# Static methods for LSCD on SemEval2020 Task 1.2

## Imports

In [28]:
%load_ext autoreload
%autoreload 2

The autoreload extension is already loaded. To reload it, use:
  %reload_ext autoreload


In [2]:
import numpy as np
import scipy as sc
import pandas as pd
import matplotlib.pyplot as plt
import mangoes
from tqdm import tqdm

In [29]:
from tools.readers import SemEvalReader
from tools.utils import standardize, OrthogProcrustAlign
from tools.count_based import *

## Our method

### Corpora and targets

In [4]:
reader = SemEvalReader('../semeval2020_ulscd_posteval/starting_kit/test_data_public')

In [5]:
language = 'english'
targets, gold_scores = reader.read_targets(language)
corpus1, corpus2 = reader.load_corpora(language,'lemma')

[INFO] Building corpus 1...


Counting words: 0it [00:00, ?it/s]

[INFO] Corpus 1: 253644 sentences 	86557 words
[INFO] Building corpus 2...


Counting words: 0it [00:00, ?it/s]

[INFO] Corpus 2: 353692 sentences 	149891 words


### Count matrices and vocabulary

In [6]:
counts_matrix1, counts_matrix2, vocabulary = creates_count_matrices_pair(corpus1,corpus2,window_size=10)

[INFO] Creating shared vocabulary...

— Dataset excerpts —
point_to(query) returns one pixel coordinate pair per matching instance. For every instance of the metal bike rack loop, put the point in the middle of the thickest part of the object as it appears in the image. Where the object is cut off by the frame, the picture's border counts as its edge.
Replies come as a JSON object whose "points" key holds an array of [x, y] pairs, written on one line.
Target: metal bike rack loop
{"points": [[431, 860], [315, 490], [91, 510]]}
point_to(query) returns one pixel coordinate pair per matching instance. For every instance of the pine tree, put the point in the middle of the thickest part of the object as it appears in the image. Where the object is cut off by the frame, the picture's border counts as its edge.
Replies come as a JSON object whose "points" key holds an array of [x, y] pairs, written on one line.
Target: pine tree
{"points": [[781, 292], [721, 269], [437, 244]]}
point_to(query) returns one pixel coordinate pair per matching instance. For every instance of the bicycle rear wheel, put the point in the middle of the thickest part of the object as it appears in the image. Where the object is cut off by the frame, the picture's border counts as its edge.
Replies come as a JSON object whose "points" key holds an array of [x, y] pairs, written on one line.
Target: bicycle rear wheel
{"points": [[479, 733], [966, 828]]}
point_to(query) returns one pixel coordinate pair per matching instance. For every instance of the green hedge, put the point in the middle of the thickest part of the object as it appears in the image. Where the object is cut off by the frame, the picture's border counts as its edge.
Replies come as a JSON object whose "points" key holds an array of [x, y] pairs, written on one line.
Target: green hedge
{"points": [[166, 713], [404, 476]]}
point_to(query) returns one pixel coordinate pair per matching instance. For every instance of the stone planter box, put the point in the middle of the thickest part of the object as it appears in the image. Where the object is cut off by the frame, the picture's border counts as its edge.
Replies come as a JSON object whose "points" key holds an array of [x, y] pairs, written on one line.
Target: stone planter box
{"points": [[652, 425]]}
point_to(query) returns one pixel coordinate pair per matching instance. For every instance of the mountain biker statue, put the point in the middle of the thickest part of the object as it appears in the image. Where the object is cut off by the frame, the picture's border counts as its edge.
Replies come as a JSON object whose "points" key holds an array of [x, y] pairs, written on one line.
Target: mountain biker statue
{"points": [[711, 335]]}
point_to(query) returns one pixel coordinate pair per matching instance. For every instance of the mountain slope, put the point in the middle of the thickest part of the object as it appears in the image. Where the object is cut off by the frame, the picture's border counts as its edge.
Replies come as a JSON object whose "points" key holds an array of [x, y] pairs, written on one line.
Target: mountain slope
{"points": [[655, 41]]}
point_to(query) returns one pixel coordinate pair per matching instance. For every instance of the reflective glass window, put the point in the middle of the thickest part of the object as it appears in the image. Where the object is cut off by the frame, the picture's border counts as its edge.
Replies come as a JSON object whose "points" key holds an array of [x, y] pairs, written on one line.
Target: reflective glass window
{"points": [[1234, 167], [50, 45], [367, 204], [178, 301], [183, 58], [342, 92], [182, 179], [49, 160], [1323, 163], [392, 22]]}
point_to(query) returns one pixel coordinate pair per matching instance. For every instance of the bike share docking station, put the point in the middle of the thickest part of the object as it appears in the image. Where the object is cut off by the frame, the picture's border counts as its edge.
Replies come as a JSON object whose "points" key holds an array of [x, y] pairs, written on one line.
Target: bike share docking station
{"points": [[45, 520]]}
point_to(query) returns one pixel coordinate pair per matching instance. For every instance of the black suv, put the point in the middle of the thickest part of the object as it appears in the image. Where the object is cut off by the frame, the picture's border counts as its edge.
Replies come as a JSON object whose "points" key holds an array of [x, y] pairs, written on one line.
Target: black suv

— The request —
Pick up the notebook on static methods for SemEval2020 Task 1 after its last line and continue it.

— Output below —
86557 words in corpus 1
149891 words in corpus 2
Shared vocabulary size: 33954
[INFO] Computing count matrix for corpus 1...
[INFO] Success!
[INFO] Computing count matrix for corpus 2...
[INFO] Success!


In [7]:
word2index = dict()
idx2word = dict()
for i, word in enumerate(list(vocabulary.words)):
    word2index[word]=i
    idx2word[i] = word

### PPMI

In [8]:
alpha = 0.75
shift = 5
folder= './matrices/{}/'.format(language)

create_ppmi_matrices_pair(counts_matrix1, counts_matrix2, alpha, shift, storage_folder=folder+'ppmi', verbose=True)

[INFO] Computing PPMI matrices with alpha=0.75 and k=5.
[INFO] Computing PPMI matrix for Corpus 1...
[INFO] Success!
[INFO] Computing PPMI matrix for Corpus 2...
[INFO] Success!
[INFO] Matrices stored in ./matrices/english//.


In [9]:
ppmi1, ppmi2 = load_ppmi_matrices_as_csr(folder+'ppmi')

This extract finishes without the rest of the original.